> **記事**

• • • •

濃いキャラが集まる『全裸監督 シーズン2』では表面よりも内面をじっくり深掘り
──『全裸監督 シーズン2』はあまりの面白さに一気見したという話をたくさん聞きます。本作に出演が決まったときの感想を教えてください。
「信じられないというか、オファーをいただけるなんて想像もしていなかったので、すごくびっくりして。シーズン1から参加している皆さんとは違って、私はゼロから入っていかなきゃいけなかったから、撮影に入る前は、シーズン2のヒロインである乃木真梨子を演じきれるだろうか、濃いキャラクターたちの中で、乃木の立ち位置をどうつくればいいんだろうか、というプレッシャーを感じるときもありました」
──撮影現場に入ってからはいかがでしたか?

• • • •

> **課題一覧**
A. 記事のうち、「濃いキャラが集まる『全裸監督 シーズン2』では表面よりも内面をじっくり深掘り」を含む語句で始まり、「ーを感じるときもありました」」で終わる部分を、一字も変えずに書き写しなさい。
B. 記事の中で、話し手がシーズン2で演じる役として挙げている人物は誰ですか。
この後に続く行は、解答に使う必要がありません。

> **収集データ**
• • • •

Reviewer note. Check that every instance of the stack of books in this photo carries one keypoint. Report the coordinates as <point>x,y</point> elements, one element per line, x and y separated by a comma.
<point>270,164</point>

• • • •

> **解答**
A.
濃いキャラが集まる『全裸監督 シーズン2』では表面よりも内面をじっくり深掘り
──『全裸監督 シーズン2』はあまりの面白さに一気見したという話をたくさん聞きます。本作に出演が決まったときの感想を教えてください。
「信じられないというか、オファーをいただけるなんて想像もしていなかったので、すごくびっくりして。シーズン1から参加している皆さんとは違って、私はゼロから入っていかなきゃいけなかったから、撮影に入る前は、シーズン2のヒロインである乃木真梨子を演じきれるだろうか、濃いキャラクターたちの中で、乃木の立ち位置をどうつくればいいんだろうか、というプレッシャーを感じるときもありました」

B. シーズン2のヒロインである乃木真梨子です。